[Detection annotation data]
.....

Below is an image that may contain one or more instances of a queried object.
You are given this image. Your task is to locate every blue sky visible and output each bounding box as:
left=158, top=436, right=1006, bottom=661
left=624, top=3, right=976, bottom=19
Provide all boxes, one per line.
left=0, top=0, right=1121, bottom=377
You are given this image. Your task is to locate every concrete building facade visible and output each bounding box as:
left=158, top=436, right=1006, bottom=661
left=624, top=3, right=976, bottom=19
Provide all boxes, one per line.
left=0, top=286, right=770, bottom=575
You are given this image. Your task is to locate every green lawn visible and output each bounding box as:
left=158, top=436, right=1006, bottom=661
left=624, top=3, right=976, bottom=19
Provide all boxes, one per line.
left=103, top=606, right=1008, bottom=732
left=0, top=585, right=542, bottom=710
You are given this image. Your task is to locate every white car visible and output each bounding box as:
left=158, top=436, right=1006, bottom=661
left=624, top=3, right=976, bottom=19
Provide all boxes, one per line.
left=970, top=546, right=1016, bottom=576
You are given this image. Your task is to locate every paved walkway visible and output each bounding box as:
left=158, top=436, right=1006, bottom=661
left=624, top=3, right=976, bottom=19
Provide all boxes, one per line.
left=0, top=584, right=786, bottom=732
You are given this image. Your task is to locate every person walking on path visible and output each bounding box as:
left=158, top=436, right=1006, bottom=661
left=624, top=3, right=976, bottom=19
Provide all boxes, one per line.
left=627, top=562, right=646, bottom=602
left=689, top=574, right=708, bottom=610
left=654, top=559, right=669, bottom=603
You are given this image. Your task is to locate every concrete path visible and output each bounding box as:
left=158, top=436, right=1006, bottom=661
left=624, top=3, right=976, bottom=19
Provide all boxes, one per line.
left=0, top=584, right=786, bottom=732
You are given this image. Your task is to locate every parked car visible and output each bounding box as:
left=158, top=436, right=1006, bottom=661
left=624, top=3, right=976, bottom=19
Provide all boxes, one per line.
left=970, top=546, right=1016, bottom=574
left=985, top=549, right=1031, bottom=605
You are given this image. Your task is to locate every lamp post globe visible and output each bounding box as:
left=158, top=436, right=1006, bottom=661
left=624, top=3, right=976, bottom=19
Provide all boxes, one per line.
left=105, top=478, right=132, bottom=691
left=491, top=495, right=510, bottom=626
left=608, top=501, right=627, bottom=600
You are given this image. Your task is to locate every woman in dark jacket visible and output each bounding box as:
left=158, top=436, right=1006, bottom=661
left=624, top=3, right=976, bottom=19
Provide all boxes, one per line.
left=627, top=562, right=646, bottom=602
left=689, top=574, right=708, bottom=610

.....

# [WHAT TO WORK ON]
Reproduce the data above, swapping every "one per line" for "each on its own line" and leaving everything else unchanged.

# [RESPONSE TO THIS EXERCISE]
Below is an image that may contain one or more instances of a queried object.
You are given this image. Your task is to locate every blue sky visible and output each bounding box as:
left=158, top=436, right=1006, bottom=661
left=624, top=3, right=976, bottom=19
Provide all boxes, each on its own line.
left=0, top=0, right=1121, bottom=377
You are given this image. Your task is to locate every concrete building facade visible and output each bounding box as:
left=158, top=436, right=1006, bottom=661
left=624, top=3, right=976, bottom=19
Provide all boxes, each on its own line.
left=0, top=286, right=770, bottom=575
You are given this image. Your task is to locate every green lawn visible and output each bounding box as:
left=158, top=436, right=1006, bottom=661
left=624, top=3, right=976, bottom=19
Provide all boxes, each on its own line.
left=103, top=606, right=1008, bottom=732
left=0, top=585, right=542, bottom=710
You are given this image. Your task is to locate every white car visible and output each bounding box as:
left=158, top=436, right=1006, bottom=661
left=624, top=3, right=976, bottom=19
Provide all boxes, each on its own line.
left=970, top=546, right=1016, bottom=576
You are given this image. Your task is to locate every paved walkway visible and output each bounding box as:
left=158, top=436, right=1006, bottom=661
left=624, top=3, right=976, bottom=19
Provide all boxes, each on its own line.
left=0, top=584, right=786, bottom=732
You are given this image. Your task is to locate every person walking on path visible and output each bounding box as:
left=158, top=436, right=1006, bottom=661
left=624, top=3, right=976, bottom=19
Provide all boxes, each on its own line.
left=627, top=562, right=646, bottom=602
left=689, top=574, right=708, bottom=610
left=654, top=559, right=669, bottom=603
You are given this image. Your task is to locate every concrete path visible and output each bounding box as:
left=158, top=436, right=1006, bottom=661
left=624, top=3, right=976, bottom=19
Provide all boxes, each on its own line.
left=0, top=584, right=786, bottom=732
You are given this image. Your task is to locate every parked car visible and output each bounding box as:
left=158, top=436, right=1006, bottom=661
left=624, top=3, right=976, bottom=19
Provide all boxes, each on its own line.
left=970, top=546, right=1016, bottom=574
left=985, top=549, right=1031, bottom=605
You are given this image. Your task is to locate every lamp post globe visible and output each bounding box as:
left=158, top=436, right=1006, bottom=661
left=624, top=3, right=976, bottom=19
Provide all boxes, each on its own line.
left=105, top=478, right=132, bottom=691
left=491, top=495, right=510, bottom=626
left=608, top=501, right=627, bottom=600
You are given this image. Your task is to locate every woman in dark jacket visible and output each bounding box as:
left=158, top=436, right=1006, bottom=661
left=624, top=3, right=976, bottom=19
Provide all boxes, each on its own line.
left=627, top=562, right=646, bottom=602
left=689, top=574, right=708, bottom=610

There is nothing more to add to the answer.